EXERCISE DIRECTIONS:
Render each line of the records below as one string in a JSON list, and omit any blank lines.

INPUT ROWS:
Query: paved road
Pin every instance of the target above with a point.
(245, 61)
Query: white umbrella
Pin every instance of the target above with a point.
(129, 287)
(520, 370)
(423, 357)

THE RESPONSE:
[
  "Query: paved road",
  "Pin every instance of the target above with a point.",
  "(245, 61)",
  "Query: white umbrella",
  "Pin every instance of the target above with a point.",
  "(129, 287)",
  "(520, 370)",
  "(423, 357)"
]